:: Task to complete ::
Please reproduce the entries starting at the line containing "[locate] arrowhead-shaped leaf" and ending at the last line of the entries, with the requests and their sample coordinates unchanged. In the answers, scale every x and y coordinate by 0.95 and round to whole numbers, with halves rounded up.
********************
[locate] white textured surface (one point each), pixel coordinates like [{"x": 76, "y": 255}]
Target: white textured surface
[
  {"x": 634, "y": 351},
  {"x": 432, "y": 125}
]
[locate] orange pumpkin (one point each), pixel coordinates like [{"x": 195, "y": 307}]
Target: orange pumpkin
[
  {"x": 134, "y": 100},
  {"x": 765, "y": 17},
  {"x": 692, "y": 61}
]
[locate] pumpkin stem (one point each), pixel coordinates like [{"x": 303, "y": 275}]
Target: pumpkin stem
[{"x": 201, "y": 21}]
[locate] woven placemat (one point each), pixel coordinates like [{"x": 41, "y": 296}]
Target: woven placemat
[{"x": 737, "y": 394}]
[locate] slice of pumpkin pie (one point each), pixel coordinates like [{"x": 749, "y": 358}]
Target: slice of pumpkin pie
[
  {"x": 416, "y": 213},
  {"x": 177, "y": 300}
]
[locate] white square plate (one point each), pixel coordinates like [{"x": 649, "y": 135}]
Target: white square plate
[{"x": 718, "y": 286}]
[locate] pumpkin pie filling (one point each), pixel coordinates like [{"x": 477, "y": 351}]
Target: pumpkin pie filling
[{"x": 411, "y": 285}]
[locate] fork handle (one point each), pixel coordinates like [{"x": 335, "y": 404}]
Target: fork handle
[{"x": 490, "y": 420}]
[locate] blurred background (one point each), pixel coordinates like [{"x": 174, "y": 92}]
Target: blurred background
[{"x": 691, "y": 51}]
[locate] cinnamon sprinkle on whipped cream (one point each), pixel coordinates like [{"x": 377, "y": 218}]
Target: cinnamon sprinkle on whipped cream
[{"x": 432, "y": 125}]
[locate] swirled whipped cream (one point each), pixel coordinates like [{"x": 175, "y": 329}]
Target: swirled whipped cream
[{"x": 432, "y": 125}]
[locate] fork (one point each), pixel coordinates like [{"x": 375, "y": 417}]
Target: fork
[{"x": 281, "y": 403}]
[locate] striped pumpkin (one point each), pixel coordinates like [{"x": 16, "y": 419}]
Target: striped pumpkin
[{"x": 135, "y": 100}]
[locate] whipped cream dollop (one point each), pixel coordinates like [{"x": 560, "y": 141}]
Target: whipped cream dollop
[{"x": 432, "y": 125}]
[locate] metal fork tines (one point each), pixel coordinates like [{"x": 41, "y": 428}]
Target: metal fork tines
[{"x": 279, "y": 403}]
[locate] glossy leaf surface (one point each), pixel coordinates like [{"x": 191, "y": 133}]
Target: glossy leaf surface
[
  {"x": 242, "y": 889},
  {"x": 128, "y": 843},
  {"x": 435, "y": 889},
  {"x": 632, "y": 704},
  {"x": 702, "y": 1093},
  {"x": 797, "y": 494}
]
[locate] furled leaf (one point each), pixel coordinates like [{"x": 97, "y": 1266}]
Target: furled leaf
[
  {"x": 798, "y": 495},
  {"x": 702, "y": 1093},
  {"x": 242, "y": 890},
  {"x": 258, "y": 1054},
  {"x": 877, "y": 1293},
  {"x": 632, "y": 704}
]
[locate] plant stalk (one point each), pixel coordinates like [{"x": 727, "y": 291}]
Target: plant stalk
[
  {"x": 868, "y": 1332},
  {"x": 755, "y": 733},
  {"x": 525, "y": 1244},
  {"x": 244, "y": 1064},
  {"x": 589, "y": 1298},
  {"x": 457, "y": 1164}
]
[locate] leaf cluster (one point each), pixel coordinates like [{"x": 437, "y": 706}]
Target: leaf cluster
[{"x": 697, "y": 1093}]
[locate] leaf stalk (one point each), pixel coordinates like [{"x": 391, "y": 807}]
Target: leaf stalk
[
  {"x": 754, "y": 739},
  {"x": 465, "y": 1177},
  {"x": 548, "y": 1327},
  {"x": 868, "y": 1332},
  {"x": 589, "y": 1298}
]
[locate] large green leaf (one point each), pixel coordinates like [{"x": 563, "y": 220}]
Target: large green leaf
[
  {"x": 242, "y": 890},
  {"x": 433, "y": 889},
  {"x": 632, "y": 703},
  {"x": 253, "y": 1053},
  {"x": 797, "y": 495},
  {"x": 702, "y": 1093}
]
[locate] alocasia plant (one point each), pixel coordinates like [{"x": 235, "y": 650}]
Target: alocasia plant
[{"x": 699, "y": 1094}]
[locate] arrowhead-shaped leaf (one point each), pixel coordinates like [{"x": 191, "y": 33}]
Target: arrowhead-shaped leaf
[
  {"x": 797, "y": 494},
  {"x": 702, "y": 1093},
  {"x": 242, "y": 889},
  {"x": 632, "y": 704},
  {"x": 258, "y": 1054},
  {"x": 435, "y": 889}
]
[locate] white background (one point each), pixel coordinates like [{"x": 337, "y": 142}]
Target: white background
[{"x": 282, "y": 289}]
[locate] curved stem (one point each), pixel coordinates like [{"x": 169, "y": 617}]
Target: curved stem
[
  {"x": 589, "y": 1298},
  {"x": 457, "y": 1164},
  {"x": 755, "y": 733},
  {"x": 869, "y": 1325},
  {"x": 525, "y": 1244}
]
********************
:: Output of the exercise ::
[locate] arrowhead-shaped leaf (one point each), pixel coordinates like [{"x": 191, "y": 33}]
Target: arrowhead-shaped leaf
[
  {"x": 757, "y": 469},
  {"x": 667, "y": 1038},
  {"x": 230, "y": 845},
  {"x": 600, "y": 669},
  {"x": 245, "y": 1001},
  {"x": 413, "y": 845}
]
[locate] white background (one point each), pixel coordinates like [{"x": 337, "y": 142}]
Target: white background
[{"x": 268, "y": 275}]
[locate] curved stem (one point each), pixel coordinates like [{"x": 169, "y": 617}]
Target: curved stem
[
  {"x": 560, "y": 1233},
  {"x": 434, "y": 1106},
  {"x": 717, "y": 696},
  {"x": 826, "y": 1259},
  {"x": 499, "y": 1182}
]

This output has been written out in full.